To be done> Output only the span of lines that begins at the line containing "Target: tree line" and ends at the last line of the data, both included, exactly as they appear.

Data for the task>

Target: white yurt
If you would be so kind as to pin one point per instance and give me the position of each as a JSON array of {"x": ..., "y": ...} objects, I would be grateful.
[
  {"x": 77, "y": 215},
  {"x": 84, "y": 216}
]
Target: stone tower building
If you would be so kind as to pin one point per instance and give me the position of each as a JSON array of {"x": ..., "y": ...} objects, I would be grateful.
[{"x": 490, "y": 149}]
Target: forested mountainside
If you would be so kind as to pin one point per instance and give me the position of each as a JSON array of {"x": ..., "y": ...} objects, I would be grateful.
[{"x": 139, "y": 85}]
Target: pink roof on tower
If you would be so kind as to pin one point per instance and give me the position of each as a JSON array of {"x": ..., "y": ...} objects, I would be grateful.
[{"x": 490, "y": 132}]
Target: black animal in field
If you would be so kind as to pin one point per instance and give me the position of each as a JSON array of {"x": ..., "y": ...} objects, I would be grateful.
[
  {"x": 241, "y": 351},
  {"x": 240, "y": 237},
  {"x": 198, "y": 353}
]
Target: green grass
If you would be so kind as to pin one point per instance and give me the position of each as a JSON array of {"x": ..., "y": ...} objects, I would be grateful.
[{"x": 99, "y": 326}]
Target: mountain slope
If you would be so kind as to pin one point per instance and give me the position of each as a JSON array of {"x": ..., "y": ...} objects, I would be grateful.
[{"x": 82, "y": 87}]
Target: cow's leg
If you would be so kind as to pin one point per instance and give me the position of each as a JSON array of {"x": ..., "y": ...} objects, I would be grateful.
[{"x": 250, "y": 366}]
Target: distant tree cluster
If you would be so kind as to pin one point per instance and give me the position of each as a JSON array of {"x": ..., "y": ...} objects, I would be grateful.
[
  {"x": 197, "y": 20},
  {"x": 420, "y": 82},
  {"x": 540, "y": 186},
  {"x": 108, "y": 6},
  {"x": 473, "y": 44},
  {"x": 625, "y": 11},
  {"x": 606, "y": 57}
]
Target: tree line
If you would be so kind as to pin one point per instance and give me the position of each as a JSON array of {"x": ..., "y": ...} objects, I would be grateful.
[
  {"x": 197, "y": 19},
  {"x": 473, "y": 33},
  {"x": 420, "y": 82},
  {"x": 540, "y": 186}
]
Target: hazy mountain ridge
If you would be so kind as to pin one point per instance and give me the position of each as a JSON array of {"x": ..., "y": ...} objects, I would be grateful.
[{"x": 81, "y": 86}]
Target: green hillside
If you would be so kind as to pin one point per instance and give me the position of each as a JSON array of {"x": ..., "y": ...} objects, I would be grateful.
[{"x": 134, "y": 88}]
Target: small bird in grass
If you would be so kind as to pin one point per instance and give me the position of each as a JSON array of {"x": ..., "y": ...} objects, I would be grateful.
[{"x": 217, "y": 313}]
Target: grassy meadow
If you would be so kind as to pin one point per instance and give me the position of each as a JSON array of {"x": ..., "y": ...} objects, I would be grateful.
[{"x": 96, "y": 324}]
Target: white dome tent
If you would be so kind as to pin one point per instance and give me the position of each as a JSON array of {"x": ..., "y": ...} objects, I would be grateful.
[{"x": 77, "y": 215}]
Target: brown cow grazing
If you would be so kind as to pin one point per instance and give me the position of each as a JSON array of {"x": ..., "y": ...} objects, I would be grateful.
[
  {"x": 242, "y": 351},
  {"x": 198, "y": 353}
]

Written solution>
Target: tree line
If you would be so kind as to pin one point per instance and give me the position of each as a JSON array of {"x": ..., "y": ...} objects, I would be grateful.
[
  {"x": 197, "y": 19},
  {"x": 473, "y": 33},
  {"x": 420, "y": 82},
  {"x": 540, "y": 186}
]
Target: hazy mountain ridge
If you would be so kind as to pin one point per instance and give me the position of each as a JSON array of {"x": ..., "y": ...} objects, I would be grateful.
[{"x": 81, "y": 86}]
Target: green hillside
If you would be so kind as to pin one point per instance and give me the position of each as a JSON array of {"x": ..., "y": ...} objects, I would be grateful.
[{"x": 134, "y": 88}]
Target: small bird in grass
If you would be so kind as to pin one point per instance and give me the position of each as a JSON array of {"x": ..., "y": ...} objects, I would be grateful.
[{"x": 217, "y": 313}]
Target: grassy meadow
If you would be so kind as to pin one point per instance and give me the position of each as a JSON array of {"x": ..., "y": ...} objects, I would be grateful.
[{"x": 96, "y": 324}]
Target: white dome tent
If you would be so kind as to pin one point per instance and give me the position of each as a JSON array of {"x": ..., "y": ...} objects, I would be grateful.
[{"x": 77, "y": 215}]
Target: brown cow grazing
If you would be so kind as to pin one point per instance and give me the position of each as a JSON array of {"x": ..., "y": ...} objects, I would be grateful.
[
  {"x": 242, "y": 351},
  {"x": 198, "y": 353}
]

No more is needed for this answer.